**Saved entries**
=======

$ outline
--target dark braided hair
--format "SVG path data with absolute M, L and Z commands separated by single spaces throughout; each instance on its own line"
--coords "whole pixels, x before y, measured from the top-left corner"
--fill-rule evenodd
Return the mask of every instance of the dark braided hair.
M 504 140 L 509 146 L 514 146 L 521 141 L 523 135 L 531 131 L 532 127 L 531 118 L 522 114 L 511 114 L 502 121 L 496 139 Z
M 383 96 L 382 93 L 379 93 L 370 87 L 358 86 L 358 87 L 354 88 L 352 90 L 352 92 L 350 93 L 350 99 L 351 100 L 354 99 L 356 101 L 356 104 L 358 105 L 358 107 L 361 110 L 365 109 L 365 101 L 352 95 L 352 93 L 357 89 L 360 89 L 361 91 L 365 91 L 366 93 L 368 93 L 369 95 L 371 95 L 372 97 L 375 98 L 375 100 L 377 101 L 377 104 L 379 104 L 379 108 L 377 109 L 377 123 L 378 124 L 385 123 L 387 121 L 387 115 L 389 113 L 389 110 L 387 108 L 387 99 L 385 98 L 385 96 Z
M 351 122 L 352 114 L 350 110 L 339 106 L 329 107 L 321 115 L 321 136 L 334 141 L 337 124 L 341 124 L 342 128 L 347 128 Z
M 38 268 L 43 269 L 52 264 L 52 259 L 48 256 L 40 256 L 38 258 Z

=======

**GOAL**
Turn every line of the records above into a numbered list, leaving out any blank lines.

**PROBLEM SOLUTION**
1. $ outline
2. --target dark braided hair
3. --format "SVG path data with absolute M, L and Z commands separated by single spaces throughout; each instance on its own line"
4. --coords "whole pixels, x before y, measured from the top-left corner"
5. --fill-rule evenodd
6. Return the mask of every instance of the dark braided hair.
7. M 504 140 L 509 146 L 514 146 L 521 141 L 523 135 L 531 131 L 532 127 L 531 118 L 522 114 L 511 114 L 502 121 L 496 139 Z
8. M 383 96 L 382 93 L 379 93 L 370 87 L 358 86 L 358 87 L 354 88 L 352 90 L 352 92 L 350 93 L 350 99 L 351 100 L 354 99 L 356 101 L 356 104 L 358 105 L 358 107 L 361 110 L 365 109 L 365 101 L 352 95 L 352 93 L 357 89 L 360 89 L 361 91 L 365 91 L 366 93 L 368 93 L 369 95 L 371 95 L 372 97 L 375 98 L 375 100 L 377 101 L 377 104 L 379 104 L 379 108 L 377 109 L 377 123 L 378 124 L 385 123 L 387 121 L 387 115 L 389 113 L 389 110 L 387 108 L 387 99 L 385 98 L 385 96 Z
9. M 351 122 L 352 114 L 350 110 L 339 106 L 329 107 L 321 115 L 321 136 L 334 141 L 337 124 L 341 124 L 342 128 L 347 128 Z
10. M 38 268 L 43 269 L 52 264 L 52 259 L 48 256 L 40 256 L 38 258 Z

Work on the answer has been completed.